Can you convert the lines of the items below into a Markdown table, starting at the line that contains "the tree trunk." and ending at the final line of the items? Use the columns Number and Content, and leave out any blank lines.

[Start Exercise inputs]

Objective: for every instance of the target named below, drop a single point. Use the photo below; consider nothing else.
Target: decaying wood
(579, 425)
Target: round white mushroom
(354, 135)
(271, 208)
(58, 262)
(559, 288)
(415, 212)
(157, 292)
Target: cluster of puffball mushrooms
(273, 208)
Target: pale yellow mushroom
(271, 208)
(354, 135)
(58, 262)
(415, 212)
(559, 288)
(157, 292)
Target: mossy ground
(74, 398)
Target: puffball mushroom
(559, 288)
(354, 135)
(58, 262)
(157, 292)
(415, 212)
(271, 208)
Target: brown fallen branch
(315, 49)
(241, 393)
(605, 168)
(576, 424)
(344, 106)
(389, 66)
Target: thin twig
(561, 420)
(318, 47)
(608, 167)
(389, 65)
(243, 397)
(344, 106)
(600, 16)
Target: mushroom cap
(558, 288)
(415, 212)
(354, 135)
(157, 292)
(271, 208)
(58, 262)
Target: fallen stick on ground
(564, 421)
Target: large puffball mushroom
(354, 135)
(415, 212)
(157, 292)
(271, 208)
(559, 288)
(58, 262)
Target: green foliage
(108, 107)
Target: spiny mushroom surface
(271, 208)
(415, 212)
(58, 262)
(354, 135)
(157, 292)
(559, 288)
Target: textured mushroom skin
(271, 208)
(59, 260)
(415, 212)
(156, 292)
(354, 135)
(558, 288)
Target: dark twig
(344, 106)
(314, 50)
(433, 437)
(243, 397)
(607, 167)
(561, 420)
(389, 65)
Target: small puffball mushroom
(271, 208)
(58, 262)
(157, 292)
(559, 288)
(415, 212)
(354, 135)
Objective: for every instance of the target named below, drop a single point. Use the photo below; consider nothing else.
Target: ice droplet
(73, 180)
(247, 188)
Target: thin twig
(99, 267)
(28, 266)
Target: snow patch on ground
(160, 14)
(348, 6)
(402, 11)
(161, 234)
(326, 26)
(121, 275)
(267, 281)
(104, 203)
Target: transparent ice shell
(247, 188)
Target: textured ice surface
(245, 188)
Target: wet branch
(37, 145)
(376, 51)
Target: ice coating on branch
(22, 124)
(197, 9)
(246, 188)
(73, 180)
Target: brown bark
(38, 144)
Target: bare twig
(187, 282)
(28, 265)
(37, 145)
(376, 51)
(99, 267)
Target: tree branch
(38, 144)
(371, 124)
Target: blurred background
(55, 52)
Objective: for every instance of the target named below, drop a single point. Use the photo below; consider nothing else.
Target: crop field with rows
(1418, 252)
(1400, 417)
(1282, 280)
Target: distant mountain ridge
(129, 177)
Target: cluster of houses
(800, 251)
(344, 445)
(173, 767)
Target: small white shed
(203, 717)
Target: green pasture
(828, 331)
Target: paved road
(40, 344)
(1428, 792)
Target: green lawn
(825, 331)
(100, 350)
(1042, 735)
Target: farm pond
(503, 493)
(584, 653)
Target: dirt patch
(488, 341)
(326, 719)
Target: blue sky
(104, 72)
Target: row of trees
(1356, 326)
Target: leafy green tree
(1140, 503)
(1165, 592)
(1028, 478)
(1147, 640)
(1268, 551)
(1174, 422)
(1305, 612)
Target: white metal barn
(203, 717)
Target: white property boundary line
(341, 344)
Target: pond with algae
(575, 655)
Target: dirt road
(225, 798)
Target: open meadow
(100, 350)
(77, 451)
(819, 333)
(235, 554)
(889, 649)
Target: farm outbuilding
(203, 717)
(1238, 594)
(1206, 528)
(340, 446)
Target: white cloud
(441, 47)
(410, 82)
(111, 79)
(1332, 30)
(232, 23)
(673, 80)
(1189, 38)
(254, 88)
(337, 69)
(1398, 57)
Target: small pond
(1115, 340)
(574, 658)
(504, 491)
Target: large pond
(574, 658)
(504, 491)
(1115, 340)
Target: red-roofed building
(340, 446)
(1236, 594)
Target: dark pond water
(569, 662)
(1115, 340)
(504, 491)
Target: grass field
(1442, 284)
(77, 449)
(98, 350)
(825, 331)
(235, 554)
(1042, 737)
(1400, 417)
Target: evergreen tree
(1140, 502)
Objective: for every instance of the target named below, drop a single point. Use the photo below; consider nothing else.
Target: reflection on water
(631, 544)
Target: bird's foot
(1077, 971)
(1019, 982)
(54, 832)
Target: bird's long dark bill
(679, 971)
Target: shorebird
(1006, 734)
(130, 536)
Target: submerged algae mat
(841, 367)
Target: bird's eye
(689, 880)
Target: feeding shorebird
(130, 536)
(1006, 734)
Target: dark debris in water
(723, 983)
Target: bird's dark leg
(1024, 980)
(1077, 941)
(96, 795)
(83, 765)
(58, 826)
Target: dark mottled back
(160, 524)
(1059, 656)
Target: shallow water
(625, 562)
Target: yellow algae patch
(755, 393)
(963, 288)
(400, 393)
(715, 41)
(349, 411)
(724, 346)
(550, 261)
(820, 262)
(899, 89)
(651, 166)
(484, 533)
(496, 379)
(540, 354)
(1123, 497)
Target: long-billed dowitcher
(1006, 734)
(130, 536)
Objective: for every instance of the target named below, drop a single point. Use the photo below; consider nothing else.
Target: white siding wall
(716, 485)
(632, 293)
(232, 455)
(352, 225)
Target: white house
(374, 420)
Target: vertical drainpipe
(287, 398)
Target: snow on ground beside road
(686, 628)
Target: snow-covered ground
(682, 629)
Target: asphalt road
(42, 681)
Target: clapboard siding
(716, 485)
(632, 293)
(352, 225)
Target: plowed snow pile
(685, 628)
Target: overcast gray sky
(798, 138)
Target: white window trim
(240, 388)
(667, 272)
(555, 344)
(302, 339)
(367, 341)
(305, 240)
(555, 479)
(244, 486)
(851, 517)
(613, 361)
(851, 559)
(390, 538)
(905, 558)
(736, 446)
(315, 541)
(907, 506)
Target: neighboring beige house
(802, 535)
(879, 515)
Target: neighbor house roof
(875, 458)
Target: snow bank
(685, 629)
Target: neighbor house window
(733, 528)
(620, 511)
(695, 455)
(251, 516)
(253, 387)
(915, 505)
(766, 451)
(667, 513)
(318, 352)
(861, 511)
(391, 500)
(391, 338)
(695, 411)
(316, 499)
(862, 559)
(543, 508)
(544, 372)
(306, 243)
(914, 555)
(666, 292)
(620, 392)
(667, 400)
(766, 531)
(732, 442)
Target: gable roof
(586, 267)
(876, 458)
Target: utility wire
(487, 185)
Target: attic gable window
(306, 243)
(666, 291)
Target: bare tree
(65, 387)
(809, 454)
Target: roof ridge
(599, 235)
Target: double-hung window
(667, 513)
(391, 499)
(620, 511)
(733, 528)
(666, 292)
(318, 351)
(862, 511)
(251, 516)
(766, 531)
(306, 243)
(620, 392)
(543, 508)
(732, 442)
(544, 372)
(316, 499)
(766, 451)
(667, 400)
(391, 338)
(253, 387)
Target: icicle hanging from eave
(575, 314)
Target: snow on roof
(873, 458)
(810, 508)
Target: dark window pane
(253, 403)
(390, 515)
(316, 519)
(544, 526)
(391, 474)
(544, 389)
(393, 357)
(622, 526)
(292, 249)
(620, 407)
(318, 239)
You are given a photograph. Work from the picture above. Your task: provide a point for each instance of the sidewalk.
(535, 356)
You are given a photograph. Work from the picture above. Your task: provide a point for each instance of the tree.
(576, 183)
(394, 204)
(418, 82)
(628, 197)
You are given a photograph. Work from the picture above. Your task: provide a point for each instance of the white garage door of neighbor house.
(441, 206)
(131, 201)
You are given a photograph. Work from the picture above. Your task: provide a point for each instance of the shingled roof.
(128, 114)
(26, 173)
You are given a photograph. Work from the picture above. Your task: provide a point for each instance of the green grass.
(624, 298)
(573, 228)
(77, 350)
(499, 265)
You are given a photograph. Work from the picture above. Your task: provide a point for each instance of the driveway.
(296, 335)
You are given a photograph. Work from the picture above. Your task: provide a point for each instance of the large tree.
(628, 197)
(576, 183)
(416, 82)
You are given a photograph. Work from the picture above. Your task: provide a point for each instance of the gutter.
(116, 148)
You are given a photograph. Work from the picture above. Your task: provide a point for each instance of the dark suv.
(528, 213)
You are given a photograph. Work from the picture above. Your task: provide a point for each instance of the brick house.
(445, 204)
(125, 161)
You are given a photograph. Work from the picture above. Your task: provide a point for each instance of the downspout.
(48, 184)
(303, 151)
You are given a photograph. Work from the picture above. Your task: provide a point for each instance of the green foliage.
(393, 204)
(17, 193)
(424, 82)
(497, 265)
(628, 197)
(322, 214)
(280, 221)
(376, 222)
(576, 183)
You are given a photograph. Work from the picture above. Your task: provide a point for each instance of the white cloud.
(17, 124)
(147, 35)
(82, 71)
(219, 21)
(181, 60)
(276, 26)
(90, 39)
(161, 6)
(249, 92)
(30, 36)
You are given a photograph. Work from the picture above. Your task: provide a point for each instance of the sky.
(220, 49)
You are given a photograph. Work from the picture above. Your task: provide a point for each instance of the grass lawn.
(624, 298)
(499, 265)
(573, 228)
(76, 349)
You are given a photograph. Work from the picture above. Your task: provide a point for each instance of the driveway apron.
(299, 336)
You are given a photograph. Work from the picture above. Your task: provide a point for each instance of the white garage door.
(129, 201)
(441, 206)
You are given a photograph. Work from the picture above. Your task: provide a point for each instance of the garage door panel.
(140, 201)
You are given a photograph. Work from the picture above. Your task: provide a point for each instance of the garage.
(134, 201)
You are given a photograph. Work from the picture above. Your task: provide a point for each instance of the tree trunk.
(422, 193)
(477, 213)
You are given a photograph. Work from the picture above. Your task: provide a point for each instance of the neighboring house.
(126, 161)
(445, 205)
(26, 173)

[End Exercise inputs]

* Solution to this exercise
| Number | Content |
|---|---|
| 1 | You are given a photograph. Work from the picture above. Your task: provide a point for each instance of the tree trunk. |
| 2 | (422, 193) |
| 3 | (477, 213) |
| 4 | You are given a photograph. Work from the picture above. Your task: provide a point for each instance of the neighboring house. |
| 5 | (126, 161) |
| 6 | (445, 205) |
| 7 | (26, 173) |